Could you copy every record exactly as it appears?

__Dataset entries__
=====

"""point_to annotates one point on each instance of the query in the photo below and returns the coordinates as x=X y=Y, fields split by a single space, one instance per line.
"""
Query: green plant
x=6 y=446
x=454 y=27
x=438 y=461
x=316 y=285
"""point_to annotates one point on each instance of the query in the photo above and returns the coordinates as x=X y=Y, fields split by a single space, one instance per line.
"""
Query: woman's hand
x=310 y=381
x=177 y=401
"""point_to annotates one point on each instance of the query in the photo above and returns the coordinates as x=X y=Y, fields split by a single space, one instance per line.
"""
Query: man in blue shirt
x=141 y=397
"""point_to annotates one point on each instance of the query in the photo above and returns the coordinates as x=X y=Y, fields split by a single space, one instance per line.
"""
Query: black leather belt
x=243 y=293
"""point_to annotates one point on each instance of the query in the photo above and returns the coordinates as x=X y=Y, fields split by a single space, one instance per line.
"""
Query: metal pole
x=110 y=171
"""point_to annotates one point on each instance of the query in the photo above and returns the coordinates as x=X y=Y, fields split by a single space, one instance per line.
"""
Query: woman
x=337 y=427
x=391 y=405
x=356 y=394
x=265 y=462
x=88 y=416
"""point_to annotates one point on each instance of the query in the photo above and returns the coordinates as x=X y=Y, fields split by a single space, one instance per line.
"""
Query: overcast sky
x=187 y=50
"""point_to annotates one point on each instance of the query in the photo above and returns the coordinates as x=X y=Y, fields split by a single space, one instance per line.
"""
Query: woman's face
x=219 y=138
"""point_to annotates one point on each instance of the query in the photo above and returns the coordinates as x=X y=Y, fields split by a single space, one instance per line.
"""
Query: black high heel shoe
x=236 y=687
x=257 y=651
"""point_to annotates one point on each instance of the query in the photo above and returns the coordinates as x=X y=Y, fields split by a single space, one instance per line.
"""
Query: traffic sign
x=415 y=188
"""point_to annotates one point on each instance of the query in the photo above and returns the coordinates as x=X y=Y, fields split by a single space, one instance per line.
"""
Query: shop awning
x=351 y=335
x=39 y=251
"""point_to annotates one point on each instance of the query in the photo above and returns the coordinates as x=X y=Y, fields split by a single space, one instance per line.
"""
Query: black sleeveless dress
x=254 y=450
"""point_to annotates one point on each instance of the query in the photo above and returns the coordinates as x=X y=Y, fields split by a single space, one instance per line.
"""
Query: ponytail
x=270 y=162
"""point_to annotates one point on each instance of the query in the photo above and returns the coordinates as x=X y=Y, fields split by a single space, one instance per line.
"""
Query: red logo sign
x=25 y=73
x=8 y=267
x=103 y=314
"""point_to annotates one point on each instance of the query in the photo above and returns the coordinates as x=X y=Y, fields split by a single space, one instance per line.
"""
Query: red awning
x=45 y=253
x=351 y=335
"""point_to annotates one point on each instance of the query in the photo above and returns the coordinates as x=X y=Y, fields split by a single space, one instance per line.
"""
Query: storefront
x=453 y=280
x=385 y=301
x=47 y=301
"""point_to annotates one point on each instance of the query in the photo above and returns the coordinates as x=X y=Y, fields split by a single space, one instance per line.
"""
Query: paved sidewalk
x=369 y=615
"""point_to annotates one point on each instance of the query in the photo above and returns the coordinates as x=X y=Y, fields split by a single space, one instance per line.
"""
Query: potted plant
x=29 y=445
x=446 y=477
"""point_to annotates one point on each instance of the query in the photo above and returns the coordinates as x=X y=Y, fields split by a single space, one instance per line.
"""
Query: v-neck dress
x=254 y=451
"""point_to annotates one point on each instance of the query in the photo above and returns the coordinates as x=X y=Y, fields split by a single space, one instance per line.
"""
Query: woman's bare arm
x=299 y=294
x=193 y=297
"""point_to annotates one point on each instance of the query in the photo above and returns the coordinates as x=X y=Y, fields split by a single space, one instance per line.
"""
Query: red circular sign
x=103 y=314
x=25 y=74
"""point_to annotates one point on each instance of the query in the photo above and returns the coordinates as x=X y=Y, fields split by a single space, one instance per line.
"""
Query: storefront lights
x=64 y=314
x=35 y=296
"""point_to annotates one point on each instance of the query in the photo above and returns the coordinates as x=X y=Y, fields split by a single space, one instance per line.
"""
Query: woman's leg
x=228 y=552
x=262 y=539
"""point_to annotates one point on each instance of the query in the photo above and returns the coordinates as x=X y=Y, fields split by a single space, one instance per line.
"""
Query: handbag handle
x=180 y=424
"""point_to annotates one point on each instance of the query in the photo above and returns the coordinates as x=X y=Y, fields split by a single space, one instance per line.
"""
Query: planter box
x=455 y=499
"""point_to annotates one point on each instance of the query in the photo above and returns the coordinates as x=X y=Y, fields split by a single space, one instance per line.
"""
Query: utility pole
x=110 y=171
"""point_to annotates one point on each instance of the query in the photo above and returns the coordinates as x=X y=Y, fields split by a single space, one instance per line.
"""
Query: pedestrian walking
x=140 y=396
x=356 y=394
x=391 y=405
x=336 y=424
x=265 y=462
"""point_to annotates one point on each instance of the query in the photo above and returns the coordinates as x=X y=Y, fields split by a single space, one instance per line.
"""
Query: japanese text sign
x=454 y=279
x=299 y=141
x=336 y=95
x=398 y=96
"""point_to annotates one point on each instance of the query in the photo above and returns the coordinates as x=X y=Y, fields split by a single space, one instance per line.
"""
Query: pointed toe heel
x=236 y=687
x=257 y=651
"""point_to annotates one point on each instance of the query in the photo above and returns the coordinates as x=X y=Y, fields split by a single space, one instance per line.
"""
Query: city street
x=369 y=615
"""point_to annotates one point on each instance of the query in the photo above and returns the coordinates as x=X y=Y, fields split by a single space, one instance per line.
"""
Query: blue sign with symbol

=====

__EXERCISE RESPONSE__
"""point_to annotates one point on each instance of the query in the photo below and returns the coordinates as x=X y=Y, fields split by a single space, one instance per line.
"""
Query: green plant
x=6 y=446
x=454 y=27
x=438 y=461
x=316 y=285
"""point_to annotates one point on each instance of the query in the photo above and returns the coordinates as x=X y=Y, fields split by a single space, one instance per line.
"""
Query: woman's hand
x=310 y=381
x=177 y=401
"""point_to annotates one point on each instance of the query in the photo above and returns the coordinates as x=X y=Y, fields split by a single space, one instance per line.
"""
Query: man in blue shirt
x=141 y=397
"""point_to annotates one point on each instance of the query in the photo above and returns the coordinates as x=X y=Y, fields split by a single space, one instance per line.
"""
Query: black leather belt
x=243 y=293
"""point_to annotates one point on each instance of the query in the photo above and returns the coordinates as x=X y=Y, fields split by a single space, one instance per line.
"""
Query: metal pole
x=110 y=171
"""point_to annotates one point on each instance of the query in the photo above and returns the coordinates as x=X y=Y, fields split by a single space, one instance per line.
"""
Query: woman
x=337 y=427
x=391 y=405
x=356 y=394
x=265 y=462
x=88 y=416
"""point_to annotates one point on each instance of the query in the photo above and returns the coordinates as x=X y=Y, fields split by a single space, one instance per line.
"""
Query: overcast sky
x=187 y=50
"""point_to annotates one point on each instance of the query in the photo above and returns the coordinates as x=X y=Y, fields split by a single space, one instance per line.
"""
Query: woman's face
x=219 y=138
"""point_to annotates one point on each instance of the query in the photo above and returns the coordinates as x=X y=Y, fields split by a single space, one instance per line.
"""
Query: black high heel shoe
x=236 y=687
x=257 y=651
"""point_to annotates one point on each instance of the query in the photo above and returns the coordinates as x=X y=Y, fields split by a single space, one instance per line.
"""
Query: traffic sign
x=415 y=188
"""point_to annotates one point on each instance of the query in the photo above and returns the coordinates as x=X y=Y, fields split by a single space, one instance per line.
"""
Query: shop awning
x=351 y=335
x=39 y=251
"""point_to annotates one point on each instance of the query in the photo above and returns the coordinates as x=X y=Y, fields split by a single space, one instance per line.
"""
Query: black sleeveless dress
x=254 y=450
"""point_to annotates one point on each instance of the query in the photo above and returns the coordinates as x=X y=Y, fields split by a single space, one instance per line.
"""
Query: ponytail
x=270 y=162
"""point_to annotates one point on each instance of the query in the photo above and returns the coordinates as x=X y=Y, fields split by a single space, one instance per line.
"""
Query: red logo sign
x=25 y=73
x=8 y=267
x=103 y=314
"""point_to annotates one point on each instance of the query in the photo above and returns the coordinates as x=X y=Y, fields split by a single space, one instance per line.
"""
Query: red awning
x=45 y=253
x=351 y=335
"""point_to annotates one point on each instance of the query in the photo above and returns the coordinates as x=X y=Y, fields split by a single space, one instance per line.
"""
Query: storefront
x=453 y=280
x=385 y=301
x=47 y=301
"""point_to annotates one point on each instance of the query in the photo above and returns the coordinates as x=X y=Y, fields split by a single space, one instance per line.
"""
Query: paved sidewalk
x=369 y=615
"""point_to annotates one point on each instance of the query in the photo above and returns the coordinates as x=X y=Y, fields split by a single space, one instance per line.
"""
Query: potted plant
x=29 y=445
x=446 y=477
"""point_to annotates one point on each instance of the query in the photo above and returns the coordinates as x=X y=Y, fields split by a single space, one instance per line.
"""
Query: v-neck dress
x=254 y=451
"""point_to annotates one point on each instance of the query in the photo above and returns the coordinates as x=X y=Y, fields split by a single space, one instance per line.
"""
Query: woman's bare arm
x=299 y=294
x=193 y=297
"""point_to annotates one point on each instance of the query in the photo above and returns the coordinates as x=X y=Y, fields split by a single space, one instance per line.
"""
Query: red circular sign
x=103 y=314
x=25 y=74
"""point_to annotates one point on each instance of the query in the photo above and returns the coordinates as x=X y=Y, fields split by a single space, one instance per line.
"""
Query: storefront lights
x=64 y=314
x=35 y=296
"""point_to annotates one point on each instance of the query in the photo above and returns the coordinates as x=X y=Y, fields split by a single space, one instance per line.
"""
Query: woman's leg
x=228 y=552
x=262 y=539
"""point_to annotates one point on each instance of the query in the photo above and returns the coordinates as x=X y=Y, fields split by a single space, one instance per line.
"""
Query: handbag handle
x=180 y=424
"""point_to annotates one point on each instance of the query in the photo above and returns the coordinates as x=X y=Y, fields split by a single space, one instance per line.
"""
Query: planter box
x=455 y=499
"""point_to annotates one point on each instance of the query in the photo above and returns the coordinates as x=X y=Y, fields split by a single space, one instance per line.
"""
Query: utility pole
x=110 y=171
"""point_to annotates one point on each instance of the query in the photo above and returns the coordinates as x=X y=Y, fields split by a single space, one instance per line.
"""
Query: pedestrian walking
x=140 y=396
x=356 y=394
x=391 y=405
x=336 y=424
x=265 y=462
"""point_to annotates one point on each instance of the query in the photo above and returns the coordinates as x=X y=Y, fields split by a single space, one instance per line.
"""
Query: japanese text sign
x=454 y=279
x=299 y=141
x=336 y=95
x=398 y=96
"""point_to annotates one point on each instance of the query in the photo above and returns the coordinates as x=X y=Y, fields split by a single space, one instance per line.
"""
Query: pointed toe heel
x=236 y=687
x=257 y=651
"""point_to annotates one point on each instance of the query in the photo above and returns the coordinates as x=X y=Y, fields split by a single space, one instance per line.
"""
Query: city street
x=369 y=615
"""point_to annotates one point on each instance of the query in the photo above and returns the coordinates as x=X y=Y, fields split by a single space, one instance per line.
"""
Query: blue sign with symbol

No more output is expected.